## Dokument
---*---

Wird von der Fraktion der SPD noch das Wort gewünscht? – Das ist nicht der Fall. Ich frage die NPD. – Auch nicht. Von der Fraktion der GRÜNEN ist noch eine Wortmeldung vorgesehen. – Die entfällt. Dann frage ich die Fraktionen insgesamt, ob noch das Wort zum Thema gewünscht wird. – Herr Bandmann, bitte.
Herr Präsident! Meine sehr geehrten Damen und Herren! Frau Bonk, ich kann es Ihnen nachsehen, Sie wissen es nicht besser.
Als ich nach dem 20., 21. August 1968 als Jugendlicher wieder in die Schule kam, haben wir uns als Erkennungszeichen eine Kanüle von einer Spritze ins Revers gesteckt.
Der Einmarsch der Staaten des Warschauer Vertrages in die Tschechoslowakei in der Nacht vom 20. zum 21. August, geschah, um mit brutaler Gewalt den Versuch eines etwas menschlicheren Sozialismus niederzuschlagen.

---*---

## Bereitgestellte Daten
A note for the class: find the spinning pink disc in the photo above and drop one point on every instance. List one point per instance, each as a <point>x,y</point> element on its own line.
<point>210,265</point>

---*---

## Aufgabenstellung
1. Was steckte man sich laut dem Protokollauszug nach dem 20., 21. August 1968 in der Schule als Erkennungszeichen ins Revers?
2. Zu welchem Zweck marschierten die Staaten des Warschauer Vertrages nach Darstellung des Protokollauszugs in die Tschechoslowakei ein? Antworte in ein bis drei Sätzen.
3. Führe den Protokollauszug aus der Landtagsdebatte im Anschluss an seinen letzten Satz weiter.

## Antworten je Aufgabe
1. Eine Kanüle von einer Spritze.

2. Der Einmarsch in der Nacht vom 20. zum 21. August geschah, um den Versuch eines etwas menschlicheren Sozialismus mit brutaler Gewalt niederzuschlagen.

3.
Wenn Sie am 17. Juni zu den Gedenkveranstaltungen in Erinnerung des Volksaufstandes in der sogenannten Deutschen Demokratischen Republik, deren Hymne zum Schluss die eigene Bevölkerung nicht mehr singen durfte, weil darin die Worte „Deutschland, einig Vaterland“
vorkamen, kommen und zum Beispiel den ehemaligen Vorsitzenden des Bautzen-Komitees, Herrn Mühle, hören, der bereits vor dem 17. Juni 1953 ein Jahr hier im Dresdner Kerker verbrachte und vier Jahre in der Haftanstalt in Bautzen war, dann werden Sie begreifen, was es bedeutet, in einer Diktatur das Kreuz gebrochen zu bekommen und notfalls ohne Gerichtsbeschluss ermordet zu werden. Die Schergen, die auch in diesem Haus, nämlich der SEDBezirksleitung, gesessen haben – Herr Bartl wird das wissen –, diese Herren waren alle bewaffnet. Auf dem Postplatz in Görlitz war in der SED-Außenstelle des Rates des Kreises unter dem Dach ein Schießstand eingerichtet, um ständig üben zu können.
Wir sollten auch nicht die Mär verbreiten, dass es eine Arbeitsplatz- oder Wohnungsgarantie gab. Die Leute, die sich gegen den Staat aufgelehnt haben, haben sich ganz schnell ihres Arbeitsplatzes entledigt gesehen.
Sie mussten versuchen, in Notunterkünften oder bei Freunden das Leben zu fristen. Die Leute, die dieses Land verlassen wollten, wurden auf Befehl der SED an der Grenze erschossen. Es gab einen Schießbefehl. Es wurde auf alles geschossen, was sich ihnen in den Weg stellte.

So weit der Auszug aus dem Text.